## EXERCISES
1: In the mailing-list reply, which feature is used to broadcast an invalidation to all caches above a bus?
2: Print everything in the mailing-list reply from "Steve Reinhardt Sat, 27" down to "the detailed interactions.", with no changes.

## SELECTION

Re: [m5-users] S-NUCA: dealing with delayed MSHR allocation

Steve Reinhardt Sat, 27 Nov 2010 21:27:50 -0800

Thanks for the detailed analysis... this code is complex, I agree; I wrote
it, and when I have to get back into it to fix a bug it always takes a while
to recall all the detailed interactions.


I don't completely follow why downstreamPending is causing problems for you,
but I can elaborate a little on its purpose, which I hope may help.  The
protocol assumes an arbitrarily deep hierarchy of busses, and conflicting
accesses are ordered according to which access is the first to reach the
nearest bus that's common to both requesters.  Also, as an invalidating
request hits each level of bus, the invalidation is atomically and
instantaneously broadcast to all caches above that bus (using the
expressSnoop feature).

The basic problem is that once a cache has sent out a request and is
awaiting the response, it can snoop an invalidation that's been propagated
upward, and it absolutely needs to know whether that invalidation belongs to
a request that precedes or succeeds its own request.  However, that isn't
easily determined, since it takes time both for the request to propagate
downward until it is satisfied, and for the response to propagate back
upwards.  So the invalidation could have arrived at a lower-level bus before
the cache's request got there (meaning the invalidation comes first), or the
cache's request could have come first but the invalidation could have passed
the response on the way back up (since the invalidations use the magic
expressSnoop path).  The downstreamPending flags and the
clearDownstreamPending() mechanism solve this problem by providing an
instantaneous mechanism to notify all the upstream caches when a request is
satisfied.  If an invalidation is snooped while downstreamPending is true,
the invalidation is ordered before the request; if downstreamPending is
false, the request has already been satisfied at some cache level and hence
is ordered before the invalidation.

## DATA LINES

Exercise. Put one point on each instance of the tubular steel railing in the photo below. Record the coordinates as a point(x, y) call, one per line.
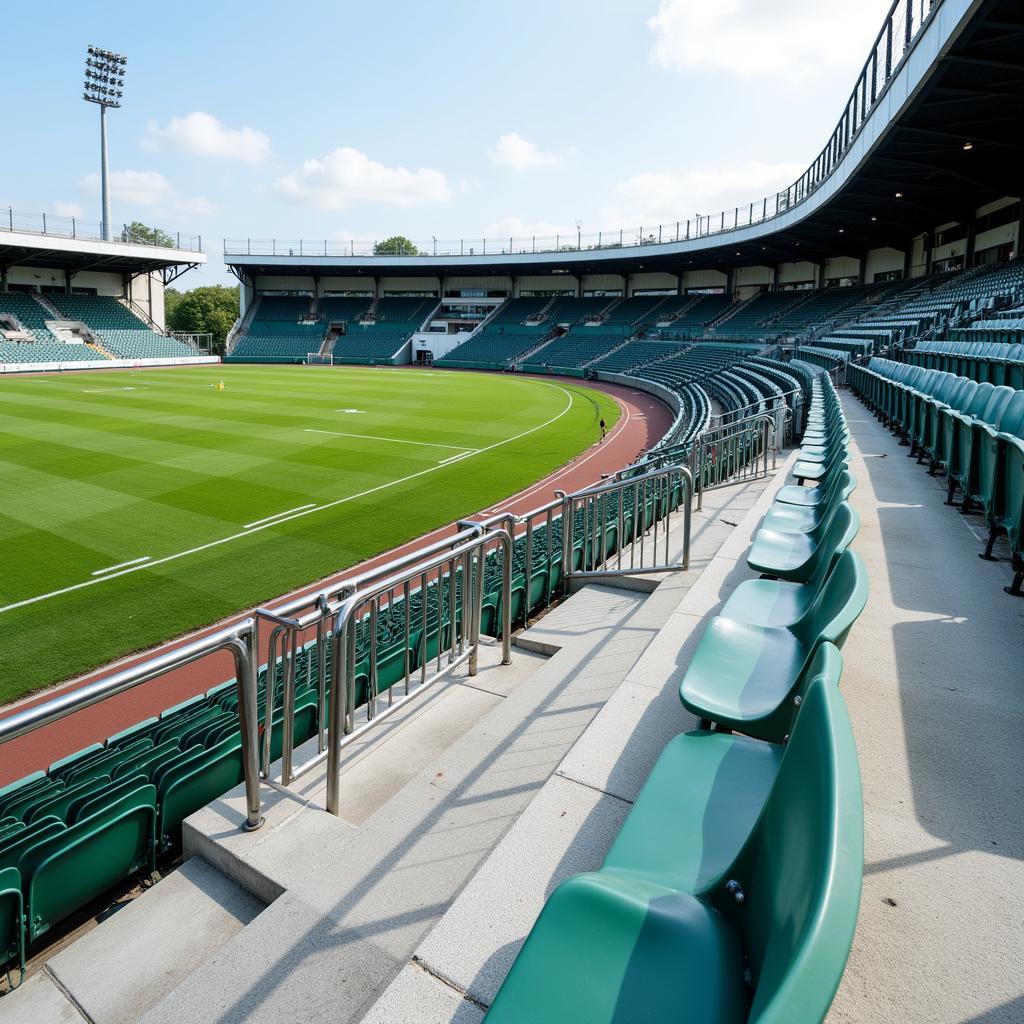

## THE ANSWERS
1: The expressSnoop feature.

2:
Steve Reinhardt Sat, 27 Nov 2010 21:27:50 -0800

Thanks for the detailed analysis... this code is complex, I agree; I wrote
it, and when I have to get back into it to fix a bug it always takes a while
to recall all the detailed interactions.